### YOUR TASK
Could you write out again the lines starting at the one that contains "Rules. Find each instance of the dirt patch" and ending at the one that contains "point(166, 152)", requests included, resizing every point coordinate in the answers by 0.85 and rounding to whole numbers with halves going up? Leave the numbers in the requests and their format samples unchanged.

### DATA SHOWN

>> Start

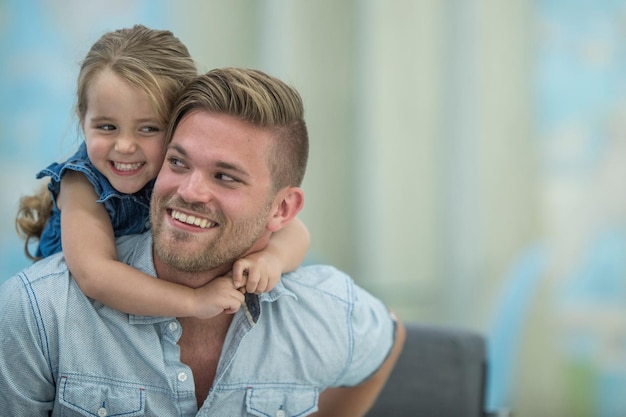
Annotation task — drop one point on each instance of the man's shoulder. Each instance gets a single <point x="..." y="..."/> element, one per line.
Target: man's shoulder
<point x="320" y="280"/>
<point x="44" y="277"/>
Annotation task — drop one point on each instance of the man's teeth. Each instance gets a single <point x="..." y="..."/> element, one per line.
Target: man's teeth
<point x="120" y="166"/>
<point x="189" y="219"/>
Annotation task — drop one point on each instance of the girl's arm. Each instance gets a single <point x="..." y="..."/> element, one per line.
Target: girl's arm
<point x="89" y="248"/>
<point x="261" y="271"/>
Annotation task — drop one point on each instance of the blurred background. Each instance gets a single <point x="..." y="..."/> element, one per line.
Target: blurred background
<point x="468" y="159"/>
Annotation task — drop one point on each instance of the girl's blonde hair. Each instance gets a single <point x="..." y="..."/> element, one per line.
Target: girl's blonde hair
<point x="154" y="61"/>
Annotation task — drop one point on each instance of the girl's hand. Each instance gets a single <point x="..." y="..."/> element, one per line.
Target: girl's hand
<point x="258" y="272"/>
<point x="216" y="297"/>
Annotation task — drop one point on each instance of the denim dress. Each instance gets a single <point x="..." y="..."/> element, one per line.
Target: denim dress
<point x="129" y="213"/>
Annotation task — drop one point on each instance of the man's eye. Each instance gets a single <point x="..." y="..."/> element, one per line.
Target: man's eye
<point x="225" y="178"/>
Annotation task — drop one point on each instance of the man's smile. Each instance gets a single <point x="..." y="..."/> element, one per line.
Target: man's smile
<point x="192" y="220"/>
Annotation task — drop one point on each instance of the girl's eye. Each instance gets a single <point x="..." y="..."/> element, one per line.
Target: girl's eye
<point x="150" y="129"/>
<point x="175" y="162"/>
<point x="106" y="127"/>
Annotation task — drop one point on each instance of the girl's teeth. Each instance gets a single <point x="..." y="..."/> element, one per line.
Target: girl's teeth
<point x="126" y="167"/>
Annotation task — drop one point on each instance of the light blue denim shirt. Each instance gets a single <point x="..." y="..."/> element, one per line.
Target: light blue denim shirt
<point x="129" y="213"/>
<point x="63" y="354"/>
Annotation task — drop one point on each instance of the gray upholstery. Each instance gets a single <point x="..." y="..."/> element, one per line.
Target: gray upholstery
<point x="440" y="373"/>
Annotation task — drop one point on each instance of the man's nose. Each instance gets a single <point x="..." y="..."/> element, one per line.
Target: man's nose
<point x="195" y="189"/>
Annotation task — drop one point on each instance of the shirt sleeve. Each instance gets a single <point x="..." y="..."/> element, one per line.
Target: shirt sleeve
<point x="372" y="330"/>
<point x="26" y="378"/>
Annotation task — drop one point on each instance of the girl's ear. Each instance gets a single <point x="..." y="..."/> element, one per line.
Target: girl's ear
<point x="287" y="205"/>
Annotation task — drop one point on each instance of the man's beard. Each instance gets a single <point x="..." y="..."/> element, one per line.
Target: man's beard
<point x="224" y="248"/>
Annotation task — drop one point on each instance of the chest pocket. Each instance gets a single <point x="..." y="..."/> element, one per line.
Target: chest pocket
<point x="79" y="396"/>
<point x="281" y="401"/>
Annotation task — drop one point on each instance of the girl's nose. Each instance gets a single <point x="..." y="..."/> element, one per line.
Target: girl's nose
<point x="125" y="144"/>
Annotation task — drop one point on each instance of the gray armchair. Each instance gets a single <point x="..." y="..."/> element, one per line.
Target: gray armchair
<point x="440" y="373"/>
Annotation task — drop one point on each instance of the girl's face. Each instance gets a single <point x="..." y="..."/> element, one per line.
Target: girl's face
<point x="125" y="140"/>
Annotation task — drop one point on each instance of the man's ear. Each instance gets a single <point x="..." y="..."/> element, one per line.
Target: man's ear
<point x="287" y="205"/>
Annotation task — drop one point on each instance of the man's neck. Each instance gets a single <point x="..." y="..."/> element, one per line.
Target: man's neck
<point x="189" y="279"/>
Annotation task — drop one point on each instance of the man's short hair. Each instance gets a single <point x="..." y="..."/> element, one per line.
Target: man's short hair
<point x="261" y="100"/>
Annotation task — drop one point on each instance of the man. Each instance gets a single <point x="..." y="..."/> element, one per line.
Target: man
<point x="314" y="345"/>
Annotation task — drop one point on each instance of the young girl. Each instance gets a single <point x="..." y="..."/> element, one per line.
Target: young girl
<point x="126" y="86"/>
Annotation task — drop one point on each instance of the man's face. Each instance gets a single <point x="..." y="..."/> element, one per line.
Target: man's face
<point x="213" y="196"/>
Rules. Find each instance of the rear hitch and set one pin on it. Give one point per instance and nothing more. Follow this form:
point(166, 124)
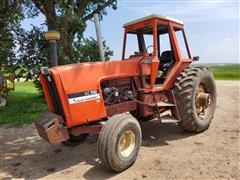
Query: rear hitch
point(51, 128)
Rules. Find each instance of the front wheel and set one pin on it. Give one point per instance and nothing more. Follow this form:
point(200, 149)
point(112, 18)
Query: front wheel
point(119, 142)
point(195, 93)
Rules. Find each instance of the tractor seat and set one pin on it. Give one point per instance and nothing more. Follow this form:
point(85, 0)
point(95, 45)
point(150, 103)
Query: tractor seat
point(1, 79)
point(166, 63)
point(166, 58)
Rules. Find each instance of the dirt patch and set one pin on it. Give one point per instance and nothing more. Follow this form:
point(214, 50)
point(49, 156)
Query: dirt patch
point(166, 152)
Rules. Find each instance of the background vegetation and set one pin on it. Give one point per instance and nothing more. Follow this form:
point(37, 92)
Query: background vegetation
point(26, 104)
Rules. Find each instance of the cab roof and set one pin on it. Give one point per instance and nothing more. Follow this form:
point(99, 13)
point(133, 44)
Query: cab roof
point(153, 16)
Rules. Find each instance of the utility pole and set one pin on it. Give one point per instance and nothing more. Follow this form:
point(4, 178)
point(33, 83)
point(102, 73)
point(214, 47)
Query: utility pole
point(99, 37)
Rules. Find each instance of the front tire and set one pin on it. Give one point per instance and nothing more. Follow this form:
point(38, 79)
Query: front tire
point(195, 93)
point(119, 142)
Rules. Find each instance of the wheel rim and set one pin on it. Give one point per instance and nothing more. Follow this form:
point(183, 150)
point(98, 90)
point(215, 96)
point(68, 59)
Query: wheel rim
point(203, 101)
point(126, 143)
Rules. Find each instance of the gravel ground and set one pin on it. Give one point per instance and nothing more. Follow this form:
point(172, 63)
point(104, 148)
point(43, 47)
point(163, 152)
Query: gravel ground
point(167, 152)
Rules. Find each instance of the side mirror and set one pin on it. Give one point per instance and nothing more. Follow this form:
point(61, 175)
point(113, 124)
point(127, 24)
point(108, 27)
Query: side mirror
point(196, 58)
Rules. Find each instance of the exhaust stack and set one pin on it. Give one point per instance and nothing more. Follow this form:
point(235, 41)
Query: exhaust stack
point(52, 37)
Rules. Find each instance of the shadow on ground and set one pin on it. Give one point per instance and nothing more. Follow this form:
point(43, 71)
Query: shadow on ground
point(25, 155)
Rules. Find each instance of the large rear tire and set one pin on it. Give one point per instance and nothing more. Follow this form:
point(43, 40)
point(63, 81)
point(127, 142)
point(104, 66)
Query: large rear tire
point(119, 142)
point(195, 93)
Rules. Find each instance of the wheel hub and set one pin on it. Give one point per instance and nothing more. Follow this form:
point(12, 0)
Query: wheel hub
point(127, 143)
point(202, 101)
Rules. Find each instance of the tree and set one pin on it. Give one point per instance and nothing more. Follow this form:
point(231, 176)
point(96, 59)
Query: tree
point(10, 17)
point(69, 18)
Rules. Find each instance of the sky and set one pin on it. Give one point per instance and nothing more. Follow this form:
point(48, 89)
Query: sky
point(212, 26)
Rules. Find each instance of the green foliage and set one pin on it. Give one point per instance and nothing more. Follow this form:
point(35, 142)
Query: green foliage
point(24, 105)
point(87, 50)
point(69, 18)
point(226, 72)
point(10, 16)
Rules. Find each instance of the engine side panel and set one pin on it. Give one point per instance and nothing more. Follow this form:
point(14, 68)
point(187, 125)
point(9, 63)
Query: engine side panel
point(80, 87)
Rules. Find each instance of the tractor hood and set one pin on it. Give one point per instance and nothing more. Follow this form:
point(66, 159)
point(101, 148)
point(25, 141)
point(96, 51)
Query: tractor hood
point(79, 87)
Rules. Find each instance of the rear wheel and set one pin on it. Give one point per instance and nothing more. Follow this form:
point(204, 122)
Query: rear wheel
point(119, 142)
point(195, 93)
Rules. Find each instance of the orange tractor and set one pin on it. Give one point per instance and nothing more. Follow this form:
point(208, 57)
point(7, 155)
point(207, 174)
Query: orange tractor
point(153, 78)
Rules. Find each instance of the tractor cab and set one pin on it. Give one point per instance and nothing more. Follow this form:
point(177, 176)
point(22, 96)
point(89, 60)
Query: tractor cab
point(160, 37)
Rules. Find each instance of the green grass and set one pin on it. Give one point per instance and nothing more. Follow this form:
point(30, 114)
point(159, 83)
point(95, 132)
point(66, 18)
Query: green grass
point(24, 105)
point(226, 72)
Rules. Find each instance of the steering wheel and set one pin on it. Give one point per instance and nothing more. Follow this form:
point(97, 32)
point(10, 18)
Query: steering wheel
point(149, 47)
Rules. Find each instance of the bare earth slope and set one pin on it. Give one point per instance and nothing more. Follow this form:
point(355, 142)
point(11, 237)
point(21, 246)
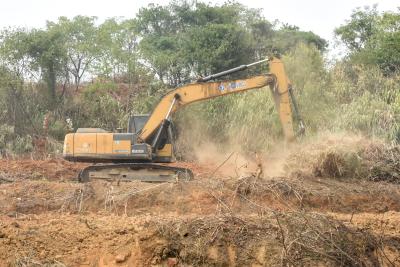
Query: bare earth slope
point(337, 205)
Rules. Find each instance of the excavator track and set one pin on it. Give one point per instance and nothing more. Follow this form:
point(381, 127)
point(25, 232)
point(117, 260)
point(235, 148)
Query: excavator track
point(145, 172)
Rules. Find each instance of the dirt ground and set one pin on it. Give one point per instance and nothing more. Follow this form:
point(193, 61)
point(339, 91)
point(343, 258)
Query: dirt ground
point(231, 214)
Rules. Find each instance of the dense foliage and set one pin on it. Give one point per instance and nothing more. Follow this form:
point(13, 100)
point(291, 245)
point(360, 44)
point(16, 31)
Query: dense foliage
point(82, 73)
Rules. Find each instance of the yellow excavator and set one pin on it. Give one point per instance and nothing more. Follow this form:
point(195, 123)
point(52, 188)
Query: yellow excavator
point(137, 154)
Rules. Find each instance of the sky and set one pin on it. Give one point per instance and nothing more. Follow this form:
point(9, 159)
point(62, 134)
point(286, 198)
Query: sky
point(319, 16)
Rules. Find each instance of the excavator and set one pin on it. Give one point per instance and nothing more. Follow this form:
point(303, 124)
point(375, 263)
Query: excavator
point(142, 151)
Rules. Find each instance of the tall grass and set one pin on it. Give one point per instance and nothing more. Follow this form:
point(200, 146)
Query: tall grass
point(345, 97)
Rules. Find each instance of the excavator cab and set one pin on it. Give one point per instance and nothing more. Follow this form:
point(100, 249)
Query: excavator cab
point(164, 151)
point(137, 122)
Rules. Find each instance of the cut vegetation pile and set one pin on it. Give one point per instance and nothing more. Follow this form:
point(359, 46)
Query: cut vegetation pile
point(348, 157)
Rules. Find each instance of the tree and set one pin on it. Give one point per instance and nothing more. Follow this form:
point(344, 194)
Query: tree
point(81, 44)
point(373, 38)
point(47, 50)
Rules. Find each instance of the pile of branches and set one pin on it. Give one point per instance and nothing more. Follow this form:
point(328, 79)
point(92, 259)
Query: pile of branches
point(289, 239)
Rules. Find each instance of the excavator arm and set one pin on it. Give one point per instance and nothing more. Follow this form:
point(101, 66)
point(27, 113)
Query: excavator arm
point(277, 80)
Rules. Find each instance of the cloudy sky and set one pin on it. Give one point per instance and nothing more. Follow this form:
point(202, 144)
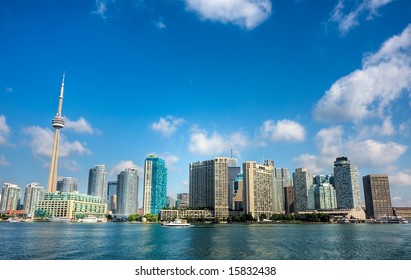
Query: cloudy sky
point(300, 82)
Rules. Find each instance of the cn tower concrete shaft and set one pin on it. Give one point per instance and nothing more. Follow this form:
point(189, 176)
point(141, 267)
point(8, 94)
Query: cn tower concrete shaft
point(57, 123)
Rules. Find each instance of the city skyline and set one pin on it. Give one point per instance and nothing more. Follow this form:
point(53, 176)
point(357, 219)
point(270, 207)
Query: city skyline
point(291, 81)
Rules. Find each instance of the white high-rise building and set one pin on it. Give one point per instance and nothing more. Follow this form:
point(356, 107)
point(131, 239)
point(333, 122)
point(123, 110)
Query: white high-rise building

>> End

### THE SOLUTION
Rules. Find each instance of the dirt patch and set one pin on it. Give one point per instance and nothing more. Follow this form:
point(214, 50)
point(49, 156)
Query: dirt patch
point(141, 129)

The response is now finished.